- Princess Bona shortly after her marriage to Prince Konrad in May 1921
- Born: 1 August 1896 Castle of Agliè, Piedmont
- Died: 2 February 1971 (aged 74) Rome, Italy
- Burial: Andechs Abbey, Germany
- Spouse: Prince Konrad of Bavaria ​ ​(m. 1921; died 1969)​
- Issue: Princess Amalie Isabella of Bavaria Prince Eugen of Bavaria

Names
- Italian: Maria Bona Margherita Albertina Vittoria
- House: House of Savoy-Genoa (by birth) House of Wittelsbach (by marriage)
- Father: Prince Tommaso, Duke of Genoa
- Mother: Princess Isabella of Bavaria

= Princess Maria Bona of Savoy-Genoa =

Princess Bona of Savoy-Genoa, later Princess Bona of Bavaria (Maria Bona Margherita Albertina Vittoria; 1 August 1896 – 2 February 1971) was the daughter of Prince Tommaso, Duke of Genoa, and Princess Isabella of Bavaria.

==Family and early life==
Bona was the third of six children born to Prince Tommaso, Duke of Genoa and his wife Princess Isabella of Bavaria. Her father was a grandson of King Charles Albert of Sardinia. Among her siblings were Ferdinando, 3rd Duke of Genoa; Filiberto, 4th Duke of Genoa; and Eugenio, 5th Duke of Genoa. Her mother Isabella was a granddaughter of Ludwig I of Bavaria.

Through her aunt Margherita of Savoy, she was a cousin of Victor Emmanuel III of Italy.

Bona was born at Castle of Agliè, Piedmont. Her father had bought the eleventh-century castle shortly before his marriage with Isabella. They passed their honeymoon there.

• [DATA SUPPLIED]:
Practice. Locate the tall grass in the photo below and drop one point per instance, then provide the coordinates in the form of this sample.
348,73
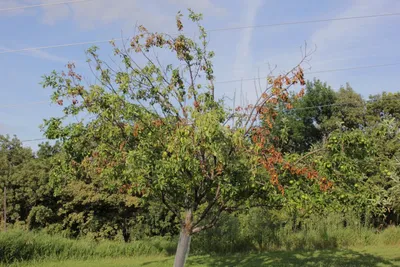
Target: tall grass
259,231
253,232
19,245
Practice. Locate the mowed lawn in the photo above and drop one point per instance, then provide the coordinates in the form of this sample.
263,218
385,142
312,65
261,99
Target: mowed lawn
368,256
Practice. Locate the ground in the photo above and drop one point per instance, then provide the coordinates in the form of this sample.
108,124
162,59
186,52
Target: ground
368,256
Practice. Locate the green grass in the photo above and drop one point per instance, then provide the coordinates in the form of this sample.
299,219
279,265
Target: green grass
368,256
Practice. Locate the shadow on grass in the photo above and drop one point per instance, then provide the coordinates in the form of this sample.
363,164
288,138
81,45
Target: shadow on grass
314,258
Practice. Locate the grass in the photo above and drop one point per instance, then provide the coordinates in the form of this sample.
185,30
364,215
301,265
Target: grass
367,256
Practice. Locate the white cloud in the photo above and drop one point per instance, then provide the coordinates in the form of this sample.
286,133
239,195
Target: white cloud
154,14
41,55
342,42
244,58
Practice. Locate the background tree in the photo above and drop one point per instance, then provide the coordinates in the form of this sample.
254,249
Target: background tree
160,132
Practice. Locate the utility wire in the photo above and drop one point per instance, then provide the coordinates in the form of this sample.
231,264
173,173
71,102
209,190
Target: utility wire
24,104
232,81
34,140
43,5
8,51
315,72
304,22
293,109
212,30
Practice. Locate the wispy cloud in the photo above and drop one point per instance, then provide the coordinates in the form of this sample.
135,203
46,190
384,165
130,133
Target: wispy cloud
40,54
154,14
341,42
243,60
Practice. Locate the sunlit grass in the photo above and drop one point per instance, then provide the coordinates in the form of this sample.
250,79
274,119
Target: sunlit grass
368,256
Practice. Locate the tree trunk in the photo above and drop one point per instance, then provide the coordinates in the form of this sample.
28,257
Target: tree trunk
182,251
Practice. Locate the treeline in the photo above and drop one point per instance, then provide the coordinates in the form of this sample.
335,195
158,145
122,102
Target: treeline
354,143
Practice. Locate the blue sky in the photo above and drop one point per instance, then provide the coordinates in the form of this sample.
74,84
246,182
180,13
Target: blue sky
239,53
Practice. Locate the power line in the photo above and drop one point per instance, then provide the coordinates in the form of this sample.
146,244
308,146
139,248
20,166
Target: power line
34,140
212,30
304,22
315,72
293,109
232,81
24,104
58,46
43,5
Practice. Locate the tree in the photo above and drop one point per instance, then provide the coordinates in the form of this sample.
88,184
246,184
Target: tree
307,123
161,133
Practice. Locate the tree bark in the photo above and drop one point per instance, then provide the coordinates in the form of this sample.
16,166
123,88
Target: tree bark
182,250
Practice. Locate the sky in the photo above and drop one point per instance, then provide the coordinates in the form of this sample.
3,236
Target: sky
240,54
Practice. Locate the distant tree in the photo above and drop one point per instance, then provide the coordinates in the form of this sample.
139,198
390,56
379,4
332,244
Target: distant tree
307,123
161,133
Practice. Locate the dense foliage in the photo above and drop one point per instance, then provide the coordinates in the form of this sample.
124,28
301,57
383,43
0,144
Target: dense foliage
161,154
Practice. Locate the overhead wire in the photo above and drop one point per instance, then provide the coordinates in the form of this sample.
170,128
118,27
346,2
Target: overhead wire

• [CHALLENGE]:
Write what comes next in the article on Princess Bona of Savoy-Genoa, starting after its final sentence. The entries are separate material and are not part of the article on Princess Bona of Savoy-Genoa.

• [ANSWER BELOW]:
==Marriage==
On 8 January 1921, Bona married her second cousin, Prince Konrad of Bavaria. He was the youngest son of Prince Leopold of Bavaria and Archduchess Gisela of Austria. Through his father, he was a great-grandson of Ludwig I of Bavaria, and through his mother was a grandson of Franz Joseph I of Austria. The wedding took place at Castle Agliè in Piedmont, Italy (where she was born). It was attended by King Victor Emmanuel III of Italy, Crown Prince Umberto, and the Duke of Aosta, among others. The wedding is notable for being the first royal marriage between two enemy houses since World War I began and ended. It was also remarkable as a gathering of royalty representing the Houses of Habsburg, Savoy, and Wittelsbach.

The couple had two children:

- Princess Amalie Isabella of Bavaria (15 December 1921 in Munich – 28 March 1985 in Milan), married on 25 August 1949 in Lugano, Count Umberto Poletti-Galimberta, Count of Assandri (21 June 1921 in Milan – 18 February 1995 in Milan), son of Luciano Poletti and Adriana Galimberti. They had issue.
- Prince Eugen of Bavaria (16 July 1925 in Munich – 1 January 1997 in Grasse), married Countess Helene of Khevenhüller-Metsch (4 April 1921 in Vienna – 25 December 2017 in Bad Hindelang), daughter of Prince Franz of Khevenhüller-Metsch and Princess Anna of Fürstenberg. They have no issue.

==Later life==
At the end of the Second World War, Prince Konrad was arrested by the French military at Hinterstein. He was brought to Lindau and temporarily interned in the hotel Bayerischer Hof, together with among others the German Crown Prince Wilhelm and the former Nazi diplomat Hans Georg von Mackensen. Princess Bona, who worked during the war as a nurse, stayed afterwards with her relatives in Savoy. She was prohibited from entering Germany and was not reunited with her family until 1947. In later years Prince Konrad worked on the Board of German automaker NSU.

Bona died on 2 February 1971 in Rome. Her tomb can be found in the church of the Andechs Abbey, in Germany. Her husband Prince Konrad died on 6 September 1969.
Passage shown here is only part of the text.